The exercise: Locate every line in the listing that contains the string "with", treating uppercase and lowercase as different, and copy each of those lines.

Dataset entries:
━━━━━━━━━━━━━━━━

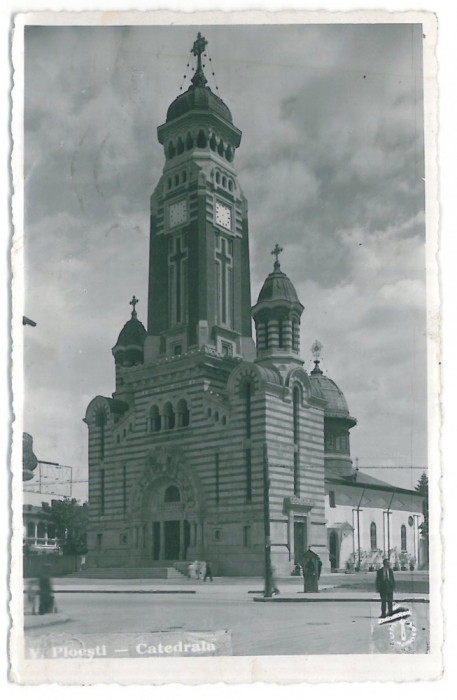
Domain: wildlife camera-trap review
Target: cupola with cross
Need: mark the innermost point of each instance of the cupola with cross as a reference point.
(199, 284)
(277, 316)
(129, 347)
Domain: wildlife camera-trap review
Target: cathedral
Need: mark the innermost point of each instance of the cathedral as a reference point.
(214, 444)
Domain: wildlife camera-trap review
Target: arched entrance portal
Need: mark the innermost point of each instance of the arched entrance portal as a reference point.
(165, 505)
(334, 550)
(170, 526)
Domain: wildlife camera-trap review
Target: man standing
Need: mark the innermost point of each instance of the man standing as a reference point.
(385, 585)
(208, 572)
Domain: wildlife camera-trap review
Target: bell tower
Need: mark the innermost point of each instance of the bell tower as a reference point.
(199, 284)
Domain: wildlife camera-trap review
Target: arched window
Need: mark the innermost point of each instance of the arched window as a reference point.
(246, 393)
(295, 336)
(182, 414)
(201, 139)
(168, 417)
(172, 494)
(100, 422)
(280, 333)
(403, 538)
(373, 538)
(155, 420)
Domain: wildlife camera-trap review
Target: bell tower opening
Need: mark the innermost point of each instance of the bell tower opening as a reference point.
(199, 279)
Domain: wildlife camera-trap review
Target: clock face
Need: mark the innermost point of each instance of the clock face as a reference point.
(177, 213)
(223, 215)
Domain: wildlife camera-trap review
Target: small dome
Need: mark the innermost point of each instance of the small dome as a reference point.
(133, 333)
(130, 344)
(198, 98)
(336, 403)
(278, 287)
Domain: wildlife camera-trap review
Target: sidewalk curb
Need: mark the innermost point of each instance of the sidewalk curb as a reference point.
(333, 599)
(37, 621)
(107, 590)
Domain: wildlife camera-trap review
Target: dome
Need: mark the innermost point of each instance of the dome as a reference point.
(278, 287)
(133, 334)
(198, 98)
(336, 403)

━━━━━━━━━━━━━━━━

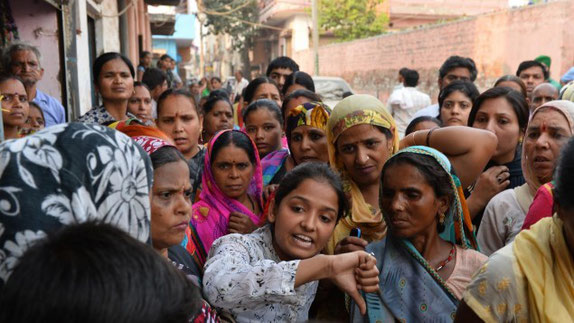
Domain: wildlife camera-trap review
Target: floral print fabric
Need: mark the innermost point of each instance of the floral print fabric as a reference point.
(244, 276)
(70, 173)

━━━━━━━━━━━━━━━━

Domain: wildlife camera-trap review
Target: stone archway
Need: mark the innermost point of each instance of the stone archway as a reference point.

━━━━━━━━━━━━━━━━

Reply to the exercise:
Target: cupola with cross
Need: mark the innermost point of each instance of the cupola with cross as a reference point.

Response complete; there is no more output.